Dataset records
○ ○ ○ ○ ○
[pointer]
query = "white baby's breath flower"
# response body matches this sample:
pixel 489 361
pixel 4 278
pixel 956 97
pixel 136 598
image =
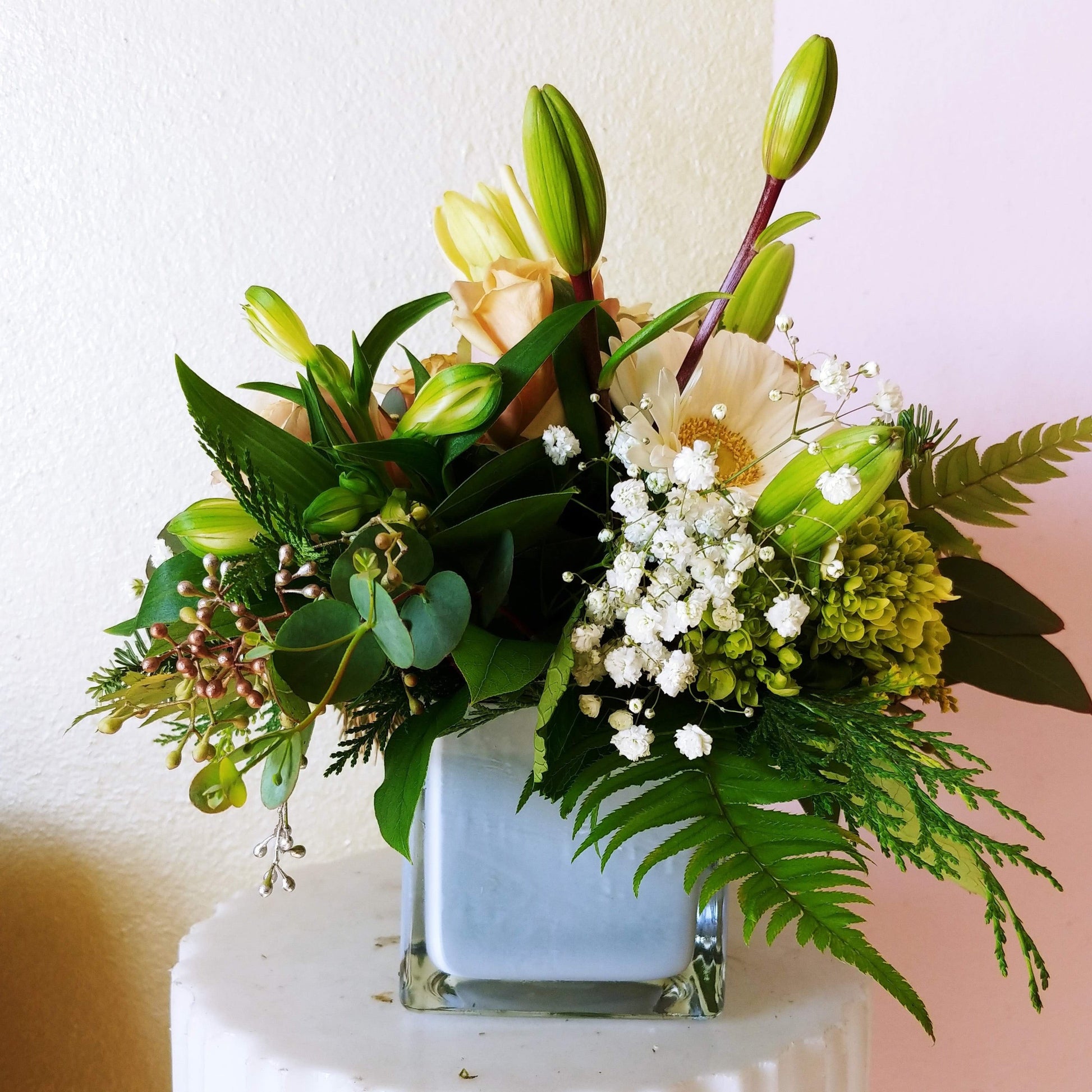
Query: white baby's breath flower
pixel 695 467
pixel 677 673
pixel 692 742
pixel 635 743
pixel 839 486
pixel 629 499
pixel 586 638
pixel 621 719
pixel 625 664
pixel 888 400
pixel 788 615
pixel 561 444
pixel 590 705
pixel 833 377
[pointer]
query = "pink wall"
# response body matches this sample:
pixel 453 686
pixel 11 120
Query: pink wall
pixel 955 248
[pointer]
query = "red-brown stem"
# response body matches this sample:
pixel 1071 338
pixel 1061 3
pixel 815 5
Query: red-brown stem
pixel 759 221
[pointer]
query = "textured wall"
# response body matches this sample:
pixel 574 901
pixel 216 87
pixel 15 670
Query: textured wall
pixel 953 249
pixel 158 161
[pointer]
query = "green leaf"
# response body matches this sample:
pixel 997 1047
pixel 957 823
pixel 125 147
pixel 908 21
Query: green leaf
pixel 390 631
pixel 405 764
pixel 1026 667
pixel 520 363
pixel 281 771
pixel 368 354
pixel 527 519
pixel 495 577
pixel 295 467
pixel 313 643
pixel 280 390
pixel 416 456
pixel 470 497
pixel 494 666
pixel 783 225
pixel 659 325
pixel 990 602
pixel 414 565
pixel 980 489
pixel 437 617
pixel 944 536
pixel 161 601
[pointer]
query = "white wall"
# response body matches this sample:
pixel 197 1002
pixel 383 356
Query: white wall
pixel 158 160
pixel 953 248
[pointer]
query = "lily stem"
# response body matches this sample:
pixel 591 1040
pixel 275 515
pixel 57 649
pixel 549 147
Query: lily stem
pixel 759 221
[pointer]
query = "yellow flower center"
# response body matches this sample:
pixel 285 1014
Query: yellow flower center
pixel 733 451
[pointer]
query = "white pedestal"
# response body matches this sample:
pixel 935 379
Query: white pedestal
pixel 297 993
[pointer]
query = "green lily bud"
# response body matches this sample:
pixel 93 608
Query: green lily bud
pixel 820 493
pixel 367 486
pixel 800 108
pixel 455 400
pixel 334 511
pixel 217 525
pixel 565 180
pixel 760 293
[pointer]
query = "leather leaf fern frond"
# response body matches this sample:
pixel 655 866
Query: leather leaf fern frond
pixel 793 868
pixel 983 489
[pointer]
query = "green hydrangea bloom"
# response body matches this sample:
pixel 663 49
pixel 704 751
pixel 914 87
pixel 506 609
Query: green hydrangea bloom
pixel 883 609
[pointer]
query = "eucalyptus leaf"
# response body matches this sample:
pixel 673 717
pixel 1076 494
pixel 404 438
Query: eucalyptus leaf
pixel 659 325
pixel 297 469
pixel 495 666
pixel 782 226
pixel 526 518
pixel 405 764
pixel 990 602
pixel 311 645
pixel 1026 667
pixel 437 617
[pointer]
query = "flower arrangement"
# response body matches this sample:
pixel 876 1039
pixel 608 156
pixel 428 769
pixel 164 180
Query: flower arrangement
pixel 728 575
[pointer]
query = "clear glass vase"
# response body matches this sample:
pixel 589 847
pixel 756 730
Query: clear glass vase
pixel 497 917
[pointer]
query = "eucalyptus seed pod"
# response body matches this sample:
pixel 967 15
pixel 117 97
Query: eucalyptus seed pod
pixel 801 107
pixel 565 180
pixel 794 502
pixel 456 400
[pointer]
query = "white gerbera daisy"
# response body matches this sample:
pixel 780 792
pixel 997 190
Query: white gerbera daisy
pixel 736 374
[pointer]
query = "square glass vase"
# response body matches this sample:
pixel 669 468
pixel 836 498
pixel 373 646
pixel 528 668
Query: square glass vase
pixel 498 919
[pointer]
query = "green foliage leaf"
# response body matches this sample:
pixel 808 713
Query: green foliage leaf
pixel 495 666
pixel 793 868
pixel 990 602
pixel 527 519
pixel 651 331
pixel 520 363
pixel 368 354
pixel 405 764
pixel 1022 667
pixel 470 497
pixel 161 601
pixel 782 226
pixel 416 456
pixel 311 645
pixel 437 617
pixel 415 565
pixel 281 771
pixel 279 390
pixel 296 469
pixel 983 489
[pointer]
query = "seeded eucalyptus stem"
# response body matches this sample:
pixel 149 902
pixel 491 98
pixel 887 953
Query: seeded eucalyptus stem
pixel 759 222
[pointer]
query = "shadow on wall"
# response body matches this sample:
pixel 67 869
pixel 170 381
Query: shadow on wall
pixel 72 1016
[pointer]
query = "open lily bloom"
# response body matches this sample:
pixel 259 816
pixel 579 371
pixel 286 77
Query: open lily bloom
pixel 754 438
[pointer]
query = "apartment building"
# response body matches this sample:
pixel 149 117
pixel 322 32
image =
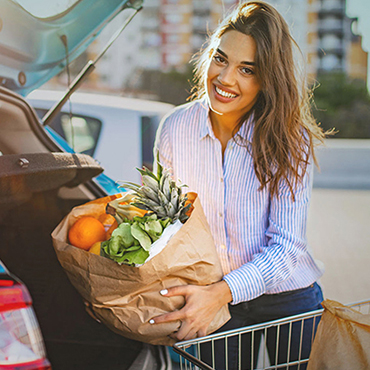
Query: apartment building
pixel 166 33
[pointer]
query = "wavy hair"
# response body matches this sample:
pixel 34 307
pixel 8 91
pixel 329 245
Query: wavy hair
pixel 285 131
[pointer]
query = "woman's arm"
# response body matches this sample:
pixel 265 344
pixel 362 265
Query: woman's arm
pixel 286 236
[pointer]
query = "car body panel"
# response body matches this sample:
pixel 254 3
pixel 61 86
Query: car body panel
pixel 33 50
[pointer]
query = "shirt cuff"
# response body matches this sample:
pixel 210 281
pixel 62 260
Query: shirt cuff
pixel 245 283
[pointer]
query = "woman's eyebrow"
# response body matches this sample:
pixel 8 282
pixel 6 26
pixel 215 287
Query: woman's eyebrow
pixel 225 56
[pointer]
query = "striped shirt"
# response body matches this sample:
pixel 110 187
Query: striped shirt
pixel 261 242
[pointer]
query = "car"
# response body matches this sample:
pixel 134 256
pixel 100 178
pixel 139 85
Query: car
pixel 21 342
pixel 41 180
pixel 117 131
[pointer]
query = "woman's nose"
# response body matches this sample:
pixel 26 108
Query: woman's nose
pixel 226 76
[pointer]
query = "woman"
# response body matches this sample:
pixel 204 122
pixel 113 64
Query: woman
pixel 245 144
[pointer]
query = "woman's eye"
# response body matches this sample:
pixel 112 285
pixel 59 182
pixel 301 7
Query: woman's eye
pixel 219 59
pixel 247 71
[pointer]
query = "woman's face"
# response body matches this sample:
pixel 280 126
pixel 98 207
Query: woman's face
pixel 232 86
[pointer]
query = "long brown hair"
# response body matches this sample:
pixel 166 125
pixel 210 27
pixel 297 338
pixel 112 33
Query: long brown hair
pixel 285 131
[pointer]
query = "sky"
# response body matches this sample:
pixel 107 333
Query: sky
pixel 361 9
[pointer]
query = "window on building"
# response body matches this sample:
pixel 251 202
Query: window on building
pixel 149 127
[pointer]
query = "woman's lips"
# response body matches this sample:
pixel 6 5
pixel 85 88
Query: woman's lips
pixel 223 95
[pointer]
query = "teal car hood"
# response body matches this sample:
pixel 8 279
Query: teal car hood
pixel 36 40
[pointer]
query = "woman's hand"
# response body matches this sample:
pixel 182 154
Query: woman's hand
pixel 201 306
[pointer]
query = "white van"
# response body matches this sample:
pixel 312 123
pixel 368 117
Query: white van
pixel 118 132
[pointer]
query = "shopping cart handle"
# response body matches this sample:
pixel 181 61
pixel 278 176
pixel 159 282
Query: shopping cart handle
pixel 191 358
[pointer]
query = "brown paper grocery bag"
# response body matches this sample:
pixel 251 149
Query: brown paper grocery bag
○ ○ ○ ○ ○
**Exercise details**
Copy the records line for line, from the first line through the line containing "pixel 297 993", with both ends included. Leave the pictures out.

**Correct response**
[pointer]
query = "white baby's breath flower"
# response body matches this sample:
pixel 489 361
pixel 4 278
pixel 956 97
pixel 136 598
image =
Query: white baby's breath flower
pixel 695 467
pixel 677 673
pixel 692 742
pixel 635 743
pixel 839 486
pixel 629 499
pixel 586 638
pixel 621 719
pixel 625 664
pixel 888 400
pixel 788 615
pixel 561 444
pixel 590 705
pixel 833 377
[pointer]
query = "pink wall"
# response body matches this sample:
pixel 453 686
pixel 11 120
Query: pink wall
pixel 955 248
[pointer]
query = "red-brown stem"
# response body matches this sample:
pixel 1071 338
pixel 1061 3
pixel 815 5
Query: red-brown stem
pixel 759 221
[pointer]
query = "textured wall"
# response body matches this sample:
pixel 574 901
pixel 216 87
pixel 15 670
Query: textured wall
pixel 953 249
pixel 158 161
[pointer]
query = "green leaf"
# response body matches this sample:
pixel 997 1047
pixel 957 823
pixel 125 147
pixel 908 21
Query: green leaf
pixel 390 631
pixel 405 764
pixel 1026 667
pixel 520 363
pixel 281 771
pixel 368 354
pixel 527 519
pixel 495 577
pixel 295 467
pixel 313 643
pixel 280 390
pixel 416 456
pixel 470 497
pixel 494 666
pixel 783 225
pixel 659 325
pixel 990 602
pixel 414 565
pixel 980 489
pixel 437 617
pixel 944 536
pixel 161 601
[pointer]
query = "white wall"
# response body matches this sample:
pixel 197 1002
pixel 383 356
Query: white wall
pixel 158 160
pixel 953 248
[pointer]
query = "lily stem"
# response body matches this sample:
pixel 591 1040
pixel 275 515
pixel 57 649
pixel 549 147
Query: lily stem
pixel 759 221
[pointer]
query = "yellow flower center"
# response body matches this sample:
pixel 285 1014
Query: yellow flower center
pixel 733 451
[pointer]
query = "white pedestal"
# response body matches this sample:
pixel 935 379
Query: white pedestal
pixel 297 993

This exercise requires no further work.